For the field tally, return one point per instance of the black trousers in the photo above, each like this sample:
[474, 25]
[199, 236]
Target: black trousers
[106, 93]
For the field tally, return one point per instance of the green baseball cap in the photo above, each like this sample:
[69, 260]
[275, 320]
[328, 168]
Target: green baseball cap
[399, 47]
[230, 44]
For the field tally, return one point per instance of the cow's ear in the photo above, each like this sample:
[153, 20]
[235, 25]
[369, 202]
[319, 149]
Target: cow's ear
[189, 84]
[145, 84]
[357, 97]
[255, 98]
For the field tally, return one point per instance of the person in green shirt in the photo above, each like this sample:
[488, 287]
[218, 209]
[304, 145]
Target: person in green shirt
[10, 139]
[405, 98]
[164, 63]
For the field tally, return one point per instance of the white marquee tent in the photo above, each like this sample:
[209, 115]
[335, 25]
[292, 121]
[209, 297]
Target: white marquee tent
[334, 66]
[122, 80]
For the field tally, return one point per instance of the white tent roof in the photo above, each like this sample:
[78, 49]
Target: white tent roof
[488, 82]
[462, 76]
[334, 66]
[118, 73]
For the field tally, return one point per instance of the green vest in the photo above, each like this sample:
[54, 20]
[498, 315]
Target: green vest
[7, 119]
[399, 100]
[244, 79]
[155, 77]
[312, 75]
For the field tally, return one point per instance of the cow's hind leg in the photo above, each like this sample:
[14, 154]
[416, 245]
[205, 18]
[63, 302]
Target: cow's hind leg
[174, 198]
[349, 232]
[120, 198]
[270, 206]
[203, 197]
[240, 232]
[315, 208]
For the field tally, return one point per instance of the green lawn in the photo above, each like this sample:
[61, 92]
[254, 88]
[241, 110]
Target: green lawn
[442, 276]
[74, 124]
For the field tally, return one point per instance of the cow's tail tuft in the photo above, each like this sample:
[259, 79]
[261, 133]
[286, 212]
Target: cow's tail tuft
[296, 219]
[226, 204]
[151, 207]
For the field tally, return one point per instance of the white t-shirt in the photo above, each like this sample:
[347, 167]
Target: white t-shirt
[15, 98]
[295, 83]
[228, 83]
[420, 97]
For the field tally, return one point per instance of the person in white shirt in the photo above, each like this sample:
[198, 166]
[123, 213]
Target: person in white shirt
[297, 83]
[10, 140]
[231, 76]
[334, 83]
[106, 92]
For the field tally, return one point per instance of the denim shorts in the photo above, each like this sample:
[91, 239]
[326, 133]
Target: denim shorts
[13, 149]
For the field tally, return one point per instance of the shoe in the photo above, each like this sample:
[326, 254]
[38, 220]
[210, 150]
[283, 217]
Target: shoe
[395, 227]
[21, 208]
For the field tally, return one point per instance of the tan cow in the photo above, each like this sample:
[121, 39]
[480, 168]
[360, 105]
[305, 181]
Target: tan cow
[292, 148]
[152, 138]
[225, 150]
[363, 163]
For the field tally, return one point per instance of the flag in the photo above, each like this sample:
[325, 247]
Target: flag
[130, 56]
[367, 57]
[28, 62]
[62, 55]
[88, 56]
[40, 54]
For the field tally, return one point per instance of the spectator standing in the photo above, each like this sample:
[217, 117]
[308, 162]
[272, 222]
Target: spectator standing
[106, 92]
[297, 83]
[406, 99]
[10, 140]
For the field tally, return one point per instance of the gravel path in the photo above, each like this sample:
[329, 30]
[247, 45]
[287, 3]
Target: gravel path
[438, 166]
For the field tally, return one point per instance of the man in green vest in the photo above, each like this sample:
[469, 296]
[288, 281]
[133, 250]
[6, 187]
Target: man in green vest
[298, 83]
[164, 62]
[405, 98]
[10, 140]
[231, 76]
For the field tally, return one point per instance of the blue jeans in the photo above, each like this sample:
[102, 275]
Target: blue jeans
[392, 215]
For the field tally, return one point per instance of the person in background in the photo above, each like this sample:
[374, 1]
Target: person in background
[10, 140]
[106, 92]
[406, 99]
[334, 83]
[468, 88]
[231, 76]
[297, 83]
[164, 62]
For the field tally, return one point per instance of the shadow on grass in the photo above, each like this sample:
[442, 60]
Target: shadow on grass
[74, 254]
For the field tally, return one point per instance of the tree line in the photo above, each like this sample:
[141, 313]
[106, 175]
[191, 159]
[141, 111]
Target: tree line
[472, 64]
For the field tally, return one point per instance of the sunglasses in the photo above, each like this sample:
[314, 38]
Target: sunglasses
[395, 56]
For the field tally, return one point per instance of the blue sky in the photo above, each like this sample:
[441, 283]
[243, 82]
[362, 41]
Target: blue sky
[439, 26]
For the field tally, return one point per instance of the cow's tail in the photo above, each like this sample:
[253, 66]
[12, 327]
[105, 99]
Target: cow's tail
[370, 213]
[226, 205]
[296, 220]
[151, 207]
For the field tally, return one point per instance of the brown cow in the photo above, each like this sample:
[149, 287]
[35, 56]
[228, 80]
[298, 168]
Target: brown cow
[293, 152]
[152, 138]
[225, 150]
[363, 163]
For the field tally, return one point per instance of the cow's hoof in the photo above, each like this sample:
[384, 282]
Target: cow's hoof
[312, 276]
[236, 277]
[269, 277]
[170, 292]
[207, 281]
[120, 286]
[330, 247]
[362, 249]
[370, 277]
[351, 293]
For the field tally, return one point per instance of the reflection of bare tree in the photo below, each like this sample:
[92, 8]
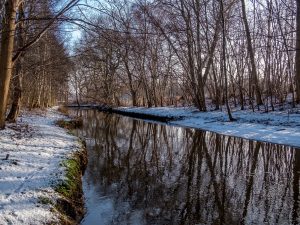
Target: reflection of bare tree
[182, 176]
[249, 185]
[296, 174]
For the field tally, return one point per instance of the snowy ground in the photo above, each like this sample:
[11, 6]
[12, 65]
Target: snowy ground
[36, 147]
[280, 127]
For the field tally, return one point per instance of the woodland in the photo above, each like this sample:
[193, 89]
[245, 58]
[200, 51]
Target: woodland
[207, 54]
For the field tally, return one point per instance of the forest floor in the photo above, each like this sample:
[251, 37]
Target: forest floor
[281, 126]
[32, 153]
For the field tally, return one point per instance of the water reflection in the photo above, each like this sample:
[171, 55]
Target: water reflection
[145, 173]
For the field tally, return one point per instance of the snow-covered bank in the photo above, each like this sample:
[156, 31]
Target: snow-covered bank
[36, 149]
[280, 127]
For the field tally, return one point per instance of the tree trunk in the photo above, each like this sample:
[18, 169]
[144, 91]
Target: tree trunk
[224, 62]
[297, 59]
[17, 81]
[251, 55]
[6, 52]
[17, 94]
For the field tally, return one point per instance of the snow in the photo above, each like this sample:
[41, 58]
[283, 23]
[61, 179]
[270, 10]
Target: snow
[279, 127]
[36, 147]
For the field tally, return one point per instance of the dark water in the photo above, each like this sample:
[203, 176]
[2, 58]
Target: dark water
[145, 173]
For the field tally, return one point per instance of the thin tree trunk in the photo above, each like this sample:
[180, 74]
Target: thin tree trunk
[17, 81]
[6, 52]
[224, 62]
[251, 55]
[297, 59]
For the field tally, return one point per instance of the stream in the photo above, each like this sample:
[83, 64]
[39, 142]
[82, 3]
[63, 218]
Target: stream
[141, 173]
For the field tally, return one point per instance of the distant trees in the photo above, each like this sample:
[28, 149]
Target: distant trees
[24, 26]
[171, 52]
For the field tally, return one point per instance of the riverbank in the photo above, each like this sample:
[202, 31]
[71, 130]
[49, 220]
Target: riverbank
[40, 166]
[279, 127]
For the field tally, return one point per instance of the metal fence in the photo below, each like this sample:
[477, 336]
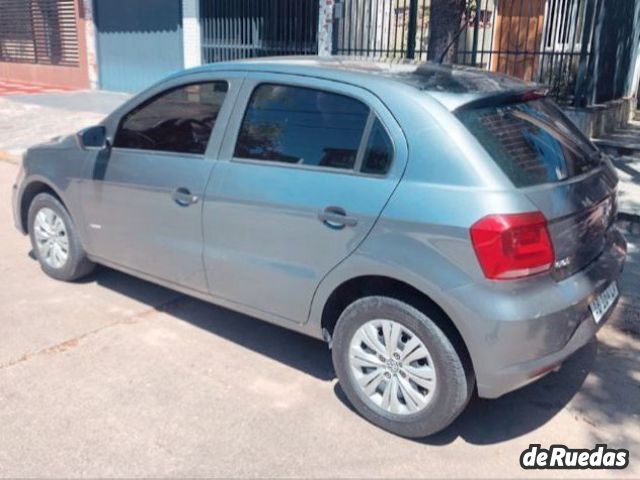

--------------------

> **Work to do**
Can you turn all the items above into a numbered list, one line per entry, skipping blank lines and leaving the pictures out?

> **Final answer**
1. For the field tally, return one point per instance of the black trousers in the photo above, each like this sample:
2. [474, 25]
3. [199, 236]
4. Target: black trousers
5. [106, 93]
6. For the field tally, return one point per instance of the green baseball cap in the photo above, each like this sample:
7. [69, 260]
8. [275, 320]
9. [328, 168]
10. Target: green baseball cap
11. [399, 47]
12. [230, 44]
13. For the field tally, return one point per instance of the cow's ear in the photo above, each like this sample:
14. [153, 20]
15. [235, 25]
16. [369, 202]
17. [319, 149]
18. Target: cow's ear
19. [189, 84]
20. [145, 84]
21. [357, 97]
22. [255, 98]
23. For the field tally, return one point per instance of the person in green shirt in the photo above, each like this sample:
24. [488, 287]
25. [218, 209]
26. [304, 145]
27. Target: person in green shirt
28. [10, 139]
29. [405, 98]
30. [164, 63]
31. For the field tally, return one point per instance of the white marquee tent in the photo above, each like this sample:
32. [209, 115]
33. [335, 25]
34. [292, 121]
35. [209, 297]
36. Target: white marquee tent
37. [334, 66]
38. [122, 80]
39. For the field tally, return one point per instance of the white tent roof in the photo above, each like this sample:
40. [78, 49]
41. Target: white tent roof
42. [488, 82]
43. [462, 76]
44. [334, 66]
45. [118, 73]
46. For the field tally, return one point per instance of the green vest in the photo above, each like this sample:
47. [54, 20]
48. [498, 315]
49. Target: green vest
50. [7, 119]
51. [399, 100]
52. [244, 79]
53. [155, 77]
54. [312, 75]
55. For the field tally, return one point per instance of the cow's hind leg in the photo above, each like this sample:
56. [14, 154]
57. [416, 245]
58. [205, 18]
59. [63, 302]
60. Target: cow's hind leg
61. [174, 198]
62. [349, 232]
63. [120, 198]
64. [270, 206]
65. [203, 197]
66. [240, 232]
67. [315, 208]
68. For the field tally, return one point per instance of the green lawn in the photo above, each like this sample:
69. [61, 92]
70. [254, 88]
71. [241, 110]
72. Target: green lawn
73. [442, 276]
74. [74, 124]
75. For the field tally, return one point per instance of the cow's tail tuft in the photo above, each like this sample:
76. [259, 79]
77. [261, 133]
78. [286, 212]
79. Target: cow's tail tuft
80. [296, 219]
81. [226, 204]
82. [151, 207]
83. For the field tally, return one point per instance of the white t-shirt in the photo above, each like this sample:
84. [347, 167]
85. Target: white t-shirt
86. [15, 98]
87. [295, 83]
88. [228, 83]
89. [420, 97]
90. For the field tally, return one point per instance of the person in white shirt in the photo above, each like this sample:
91. [198, 166]
92. [123, 213]
93. Target: person in white shirt
94. [297, 83]
95. [10, 140]
96. [231, 76]
97. [334, 83]
98. [106, 92]
99. For the field tally, return one point per instance of the denim shorts in the photo above, each like this sample:
100. [91, 239]
101. [326, 133]
102. Target: denim shorts
103. [13, 149]
104. For the field tally, return one point per instance of the shoe in the photo above, each like this sample:
105. [326, 254]
106. [38, 220]
107. [210, 150]
108. [283, 217]
109. Target: shoe
110. [395, 227]
111. [21, 208]
112. For the field tally, return one point per instance of the tan cow in the photo above, each like this sample:
113. [121, 39]
114. [480, 168]
115. [360, 105]
116. [305, 181]
117. Target: tan cow
118. [292, 148]
119. [152, 138]
120. [225, 150]
121. [363, 163]
122. For the field tally, return one point per instance of the flag in the photo above, each like this sample:
123. [325, 247]
124. Target: flag
125. [130, 56]
126. [367, 57]
127. [28, 62]
128. [62, 55]
129. [88, 56]
130. [40, 54]
131. For the field tally, return one point per instance of the spectator standing in the photo above, each like this sample:
132. [217, 117]
133. [308, 162]
134. [272, 222]
135. Target: spectator standing
136. [106, 92]
137. [297, 83]
138. [406, 99]
139. [10, 140]
140. For the field tally, return one point per instance of the gravel path in the photo above, each like this sample:
141. [329, 30]
142. [247, 45]
143. [287, 3]
144. Target: gravel path
145. [438, 166]
146. For the field tally, return one point per instance of the man in green vest in the photo above, each like this sample:
147. [469, 296]
148. [288, 281]
149. [133, 250]
150. [6, 187]
151. Target: man in green vest
152. [298, 83]
153. [164, 62]
154. [405, 98]
155. [10, 140]
156. [231, 76]
157. For the field tally, return one point per instance of the blue jeans in the photo above, each like this sample:
158. [102, 275]
159. Target: blue jeans
160. [392, 215]
161. For the field tally, return one point per instance of the person in background in the photo above, each like this sample:
162. [374, 1]
163. Target: person in background
164. [10, 140]
165. [106, 92]
166. [406, 99]
167. [334, 83]
168. [468, 88]
169. [231, 76]
170. [297, 83]
171. [164, 62]
172. For the field tally, return one point per instance of the shadow on grass in the photo above, each like this sample:
173. [442, 60]
174. Target: shadow on grass
175. [74, 254]
176. For the field tally, return one point per instance of the tree line in the photo above, each like this sample:
177. [141, 313]
178. [106, 175]
179. [191, 159]
180. [141, 111]
181. Target: tree line
182. [472, 64]
183. For the field tally, return one point per instance of the sunglasses in the photo above, each like this sample:
184. [314, 38]
185. Target: sunglasses
186. [395, 56]
187. For the field tally, return one point per instance of the blue sky in the photo above, each like this sample:
188. [441, 283]
189. [243, 82]
190. [362, 41]
191. Target: blue sky
192. [439, 26]
193. For the field tally, return one point per instance of the cow's tail in the photo above, each like this sample:
194. [253, 66]
195. [12, 327]
196. [105, 99]
197. Target: cow's tail
198. [370, 213]
199. [226, 205]
200. [296, 220]
201. [151, 207]
202. For the field tally, return one point per instance of the brown cow in the photo above, each like this sample:
203. [149, 287]
204. [35, 56]
205. [228, 80]
206. [298, 168]
207. Target: brown cow
208. [293, 152]
209. [152, 138]
210. [225, 150]
211. [363, 163]
212. For the field tally, return one point per instance of the cow's hoof in the photo above, each like this sample:
213. [384, 282]
214. Target: cow's hoof
215. [312, 276]
216. [236, 277]
217. [269, 277]
218. [170, 292]
219. [207, 281]
220. [120, 286]
221. [330, 247]
222. [362, 249]
223. [370, 277]
224. [351, 293]
225. For the field tally, return one point per instance of the reflection of bare tree in the photo below, each like this sample:
226. [92, 8]
227. Target: reflection of bare tree
228. [182, 176]
229. [249, 185]
230. [296, 174]
231. For the field tally, return one point per instance of the snowy ground in the photo above, each like this sample:
232. [11, 6]
233. [12, 65]
234. Target: snowy ground
235. [36, 147]
236. [280, 127]
237. For the field tally, return one point per instance of the woodland in the photo above, each like this sample:
238. [193, 89]
239. [245, 58]
240. [200, 51]
241. Target: woodland
242. [207, 54]
243. For the field tally, return one point per instance of the forest floor in the photo above, each like this sample:
244. [251, 37]
245. Target: forest floor
246. [281, 126]
247. [32, 153]
248. For the field tally, return one point per instance of the water reflection in the photo above, each like this sample:
249. [171, 55]
250. Target: water reflection
251. [145, 173]
252. For the field tally, return one point per instance of the snow-covered bank in the photo above, each like this sample:
253. [156, 31]
254. Target: snow-covered bank
255. [36, 149]
256. [280, 127]
257. For the field tally, return one point per instance of the tree trunk in the photo above, each like this sample:
258. [18, 169]
259. [144, 91]
260. Target: tree trunk
261. [224, 62]
262. [297, 59]
263. [17, 81]
264. [251, 55]
265. [6, 52]
266. [17, 94]
267. For the field tally, return one point per instance of the snow in the photo above, each like this sample:
268. [41, 58]
269. [283, 23]
270. [61, 179]
271. [270, 10]
272. Target: snow
273. [279, 127]
274. [36, 147]
275. For the field tally, return one point per instance of the dark water in the photo above, each like this sample:
276. [203, 176]
277. [2, 58]
278. Target: dark water
279. [145, 173]
280. For the field tally, return one point per instance of the thin tree trunk in the photo above, each like this sample:
281. [180, 74]
282. Target: thin tree trunk
283. [17, 81]
284. [6, 52]
285. [224, 62]
286. [251, 55]
287. [297, 59]
288. For the field tally, return one point per instance of the stream in the photo above, each like this sample:
289. [83, 64]
290. [39, 142]
291. [82, 3]
292. [63, 218]
293. Target: stream
294. [141, 173]
295. For the field tally, return one point per instance of the distant trees in the photo above, each like this sample:
296. [28, 149]
297. Target: distant trees
298. [24, 26]
299. [171, 52]
300. For the field tally, return one point per instance of the riverbank in the photo above, each like this sample:
301. [202, 31]
302. [71, 130]
303. [49, 220]
304. Target: riverbank
305. [40, 166]
306. [279, 127]
307. For the field tally, return one point per instance of the metal fence in the photo below, each like this sample:
308. [477, 336]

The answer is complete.